Assigned task: Please reproduce every record, keeping each one exactly as written.

[Study material — start]

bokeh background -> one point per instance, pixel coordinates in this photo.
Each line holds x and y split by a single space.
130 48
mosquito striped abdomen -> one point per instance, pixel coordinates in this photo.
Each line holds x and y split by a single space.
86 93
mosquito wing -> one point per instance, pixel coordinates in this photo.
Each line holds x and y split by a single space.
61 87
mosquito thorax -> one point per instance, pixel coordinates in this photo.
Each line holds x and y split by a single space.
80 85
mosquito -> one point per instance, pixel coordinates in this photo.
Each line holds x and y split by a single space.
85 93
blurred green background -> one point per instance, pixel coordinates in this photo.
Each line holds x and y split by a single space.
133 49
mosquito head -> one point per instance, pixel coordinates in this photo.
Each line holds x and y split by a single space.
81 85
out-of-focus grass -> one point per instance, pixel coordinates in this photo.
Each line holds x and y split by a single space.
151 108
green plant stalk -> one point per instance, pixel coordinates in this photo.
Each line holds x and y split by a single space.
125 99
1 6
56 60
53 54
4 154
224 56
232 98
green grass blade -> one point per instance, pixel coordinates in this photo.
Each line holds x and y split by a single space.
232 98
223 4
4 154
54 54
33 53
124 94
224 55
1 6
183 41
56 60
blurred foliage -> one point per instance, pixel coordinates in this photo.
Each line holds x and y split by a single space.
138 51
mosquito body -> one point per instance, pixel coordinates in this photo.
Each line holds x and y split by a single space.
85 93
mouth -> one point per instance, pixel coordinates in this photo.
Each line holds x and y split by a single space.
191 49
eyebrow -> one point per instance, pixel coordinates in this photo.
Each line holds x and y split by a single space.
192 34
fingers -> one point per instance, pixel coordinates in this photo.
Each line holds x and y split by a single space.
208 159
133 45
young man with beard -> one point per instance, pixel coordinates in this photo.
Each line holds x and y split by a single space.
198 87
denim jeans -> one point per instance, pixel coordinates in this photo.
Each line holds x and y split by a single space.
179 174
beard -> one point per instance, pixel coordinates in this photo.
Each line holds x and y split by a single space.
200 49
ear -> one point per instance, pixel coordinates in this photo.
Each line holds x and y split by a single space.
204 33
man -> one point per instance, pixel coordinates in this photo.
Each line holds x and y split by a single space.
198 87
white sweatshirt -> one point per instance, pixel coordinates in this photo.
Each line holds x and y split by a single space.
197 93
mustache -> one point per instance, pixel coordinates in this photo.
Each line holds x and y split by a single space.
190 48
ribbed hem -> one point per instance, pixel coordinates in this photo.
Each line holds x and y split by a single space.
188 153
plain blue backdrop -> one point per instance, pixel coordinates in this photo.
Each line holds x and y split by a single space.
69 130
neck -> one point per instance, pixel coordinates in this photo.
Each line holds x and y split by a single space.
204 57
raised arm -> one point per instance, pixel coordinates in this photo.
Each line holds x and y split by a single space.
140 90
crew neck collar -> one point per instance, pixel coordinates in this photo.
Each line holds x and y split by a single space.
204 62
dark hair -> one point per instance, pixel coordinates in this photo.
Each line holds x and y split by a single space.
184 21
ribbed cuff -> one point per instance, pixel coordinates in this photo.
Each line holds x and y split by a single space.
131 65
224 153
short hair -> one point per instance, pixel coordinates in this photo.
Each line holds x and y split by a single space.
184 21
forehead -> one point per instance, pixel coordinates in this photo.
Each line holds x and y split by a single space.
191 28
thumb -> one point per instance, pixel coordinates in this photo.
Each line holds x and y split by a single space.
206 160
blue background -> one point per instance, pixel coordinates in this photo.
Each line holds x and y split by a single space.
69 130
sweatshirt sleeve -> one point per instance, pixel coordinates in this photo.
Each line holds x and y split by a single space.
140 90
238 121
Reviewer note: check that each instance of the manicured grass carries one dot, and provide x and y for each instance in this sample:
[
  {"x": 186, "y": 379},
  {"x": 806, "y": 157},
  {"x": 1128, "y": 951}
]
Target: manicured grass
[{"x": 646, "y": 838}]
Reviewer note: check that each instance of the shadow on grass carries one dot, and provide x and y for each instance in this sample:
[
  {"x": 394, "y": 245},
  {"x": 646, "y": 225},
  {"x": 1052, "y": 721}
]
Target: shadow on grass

[Study material — finish]

Response to the task:
bokeh background -> one point per instance, pixel coordinates in this photo.
Each line holds x and y split by a single space.
130 48
mosquito striped abdomen -> one point per instance, pixel coordinates in this photo.
Each line holds x and y split by a single space.
86 93
mosquito wing -> one point per instance, pixel coordinates in this photo.
Each line holds x and y split by a single space.
61 87
mosquito thorax -> one point per instance, pixel coordinates in this photo.
Each line holds x and y split by a single space.
80 85
mosquito -> one point per instance, pixel coordinates in this photo.
Each line holds x and y split by a single space.
85 93
blurred green background -> one point per instance, pixel coordinates in this photo.
Each line holds x and y split by a single space.
133 49
mosquito head -> one point per instance, pixel coordinates in this photo.
Each line holds x and y split by a single space.
81 85
out-of-focus grass -> one point per instance, pixel coordinates in this photo.
Each line holds x and y split by a single space.
151 108
green plant stalk -> one point per instance, pixel coordinates in this photo.
Each line holds x and y split by a single space.
125 99
1 6
56 60
53 54
4 154
224 56
232 98
green grass blade -> one point per instance, pixel coordinates in this photo.
Each line holds x and y split by a single space.
232 98
223 4
4 154
54 54
33 53
124 94
224 55
1 6
183 41
56 60
blurred foliage -> one point per instance, pixel coordinates in this photo.
Each line holds x and y split by a single space.
138 51
mosquito body -> one point per instance, pixel coordinates in this photo.
Each line holds x and y split by a single space.
85 93
mouth -> one point per instance, pixel coordinates in this photo.
Each line holds x and y split by a single space.
191 49
eyebrow -> one point per instance, pixel coordinates in this photo.
Each line holds x and y split by a single space.
192 34
fingers -> one point per instance, pixel coordinates in this photo.
Each line holds x and y split by a single space.
208 159
133 45
young man with beard -> one point per instance, pixel coordinates in this photo.
Each line holds x and y split by a single space.
198 87
denim jeans -> one point per instance, pixel coordinates in this photo.
Each line holds x and y split by a single space.
179 174
beard -> one point per instance, pixel coordinates in this photo.
Each line holds x and y split by a single space.
200 49
ear -> one point per instance, pixel coordinates in this photo.
Each line holds x and y split by a single space.
204 33
man -> one point per instance, pixel coordinates in this photo.
Each line holds x and y split by a single space.
198 87
white sweatshirt -> one point per instance, pixel coordinates in this photo.
Each line holds x and y split by a single space.
197 93
mustache -> one point per instance, pixel coordinates in this photo.
Each line holds x and y split by a single space.
190 48
ribbed hem -> one point per instance, pixel coordinates in this photo.
Each line holds x and y split by a single space.
188 153
plain blue backdrop -> one point per instance, pixel coordinates in this photo.
Each line holds x and y split by a single space.
69 130
neck -> one point per instance, pixel coordinates in this photo.
Each line holds x and y split by a single space.
204 57
raised arm -> one point per instance, pixel coordinates in this photo.
Each line holds x and y split by a single space.
140 90
crew neck collar -> one point per instance, pixel coordinates in this photo.
Each line holds x and y split by a single space.
204 62
dark hair -> one point per instance, pixel coordinates in this photo.
Each line holds x and y split by a single space.
184 21
ribbed cuff -> one point per instance, pixel coordinates in this photo.
Each line holds x and y split by a single space.
131 65
224 153
short hair -> one point per instance, pixel coordinates in this photo.
Each line holds x and y split by a single space.
184 21
forehead -> one point per instance, pixel coordinates in this photo.
Each line holds x and y split by a single space.
191 28
thumb -> one point per instance, pixel coordinates in this photo.
Each line holds x and y split by a single space.
206 160
blue background -> one point per instance, pixel coordinates in this photo.
Each line holds x and y split by a single space.
69 130
sweatshirt sleeve -> one point per instance, pixel coordinates in this photo.
Each line holds x and y split by a single space.
140 90
238 121
Reviewer note: check that each instance of the manicured grass carries one dot, and provide x and y for each instance in this sample:
[
  {"x": 186, "y": 379},
  {"x": 806, "y": 157},
  {"x": 1128, "y": 951}
]
Target: manicured grass
[{"x": 646, "y": 838}]
Reviewer note: check that each instance of the shadow on grass carries one dot, and provide x and y for each instance in this sample:
[
  {"x": 394, "y": 245},
  {"x": 646, "y": 225},
  {"x": 1052, "y": 721}
]
Target: shadow on grass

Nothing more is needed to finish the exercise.